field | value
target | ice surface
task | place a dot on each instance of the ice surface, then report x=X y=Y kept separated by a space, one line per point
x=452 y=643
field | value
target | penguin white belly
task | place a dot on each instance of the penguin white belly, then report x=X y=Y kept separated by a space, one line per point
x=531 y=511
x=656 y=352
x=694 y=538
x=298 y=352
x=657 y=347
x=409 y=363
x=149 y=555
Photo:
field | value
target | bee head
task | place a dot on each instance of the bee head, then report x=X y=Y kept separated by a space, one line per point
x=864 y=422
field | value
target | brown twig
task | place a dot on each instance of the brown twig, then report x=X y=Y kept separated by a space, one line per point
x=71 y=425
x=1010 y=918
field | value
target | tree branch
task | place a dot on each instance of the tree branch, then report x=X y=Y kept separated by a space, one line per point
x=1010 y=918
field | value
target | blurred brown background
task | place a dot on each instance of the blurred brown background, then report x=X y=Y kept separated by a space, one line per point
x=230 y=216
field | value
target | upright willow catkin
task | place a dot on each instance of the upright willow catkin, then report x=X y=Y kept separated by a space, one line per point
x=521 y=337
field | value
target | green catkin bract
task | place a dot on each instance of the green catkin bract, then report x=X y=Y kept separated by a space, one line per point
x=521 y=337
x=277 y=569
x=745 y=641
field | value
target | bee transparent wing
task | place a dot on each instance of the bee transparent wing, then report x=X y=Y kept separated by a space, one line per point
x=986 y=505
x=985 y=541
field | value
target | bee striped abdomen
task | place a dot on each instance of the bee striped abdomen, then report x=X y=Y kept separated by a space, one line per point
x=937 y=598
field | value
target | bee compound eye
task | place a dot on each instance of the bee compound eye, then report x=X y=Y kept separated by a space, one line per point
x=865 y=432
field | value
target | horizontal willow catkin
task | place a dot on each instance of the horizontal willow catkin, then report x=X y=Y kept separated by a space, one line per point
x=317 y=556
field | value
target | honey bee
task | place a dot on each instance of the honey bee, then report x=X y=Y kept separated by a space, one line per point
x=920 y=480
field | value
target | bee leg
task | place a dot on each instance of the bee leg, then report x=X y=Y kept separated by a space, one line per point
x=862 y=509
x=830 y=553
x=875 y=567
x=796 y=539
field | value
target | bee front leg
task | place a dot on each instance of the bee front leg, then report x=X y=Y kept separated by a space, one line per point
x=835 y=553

--*--

_PROBLEM TO SOLVE_
Retype the material in full, character for character.

_WRITTEN SOLUTION_
field | value
target | ice surface
task | place a dot on each instance of the ice surface, then report x=X y=Y kept separated by a space, one line per point
x=452 y=643
field | value
target | penguin white belly
task | place a dot on each instance of the penguin white belly, then report x=X y=Y kept separated by a space, one line per point
x=531 y=511
x=656 y=352
x=694 y=538
x=298 y=352
x=657 y=347
x=409 y=363
x=149 y=555
Photo:
field | value
target | bee head
task | place a dot on each instance of the bee head, then report x=X y=Y kept separated by a space, one line per point
x=864 y=422
field | value
target | brown twig
task | place a dot on each instance of the brown twig, then report x=X y=Y kept separated by a space, one line per point
x=71 y=425
x=1010 y=918
field | value
target | tree branch
task | place a dot on each instance of the tree branch, then report x=X y=Y kept separated by a space, one line per point
x=1010 y=918
field | value
target | blurred brown background
task | place a dot on each instance of the blurred brown background, then report x=X y=Y kept separated by a space, one line per point
x=230 y=216
field | value
target | upright willow catkin
task | place a dot on each instance of the upright willow catkin, then report x=X y=Y kept separated by a space, one line per point
x=521 y=337
field | value
target | green catkin bract
task | place a dot on each instance of the green catkin bract, then report x=X y=Y kept separated by a space, one line per point
x=521 y=337
x=277 y=569
x=745 y=641
field | value
target | bee transparent wing
task | place a dot on each instance of the bee transparent wing, then report x=X y=Y kept separated by a space, one line per point
x=986 y=505
x=985 y=541
field | value
target | bee striped abdomen
task | place a dot on each instance of the bee striped abdomen, then report x=X y=Y kept separated by a space, one line per point
x=937 y=598
field | value
target | bee compound eye
task | place a dot on each instance of the bee compound eye, then report x=X y=Y kept separated by a space, one line per point
x=865 y=432
field | value
target | horizontal willow catkin
task | place a dot on each instance of the horizontal willow catkin, then report x=X y=Y kept separated by a space, one line per point
x=317 y=556
field | value
target | honey bee
task | place a dot on each instance of the honey bee, then report x=X y=Y kept separated by a space, one line per point
x=920 y=480
field | value
target | bee leg
task | place a dot on each instance of the bee leg, then report x=X y=Y kept separated by a space, one line per point
x=862 y=509
x=830 y=553
x=875 y=567
x=796 y=539
field | value
target | bee front leg
task | place a dot on each instance of the bee front leg, then report x=X y=Y kept separated by a space, one line per point
x=835 y=553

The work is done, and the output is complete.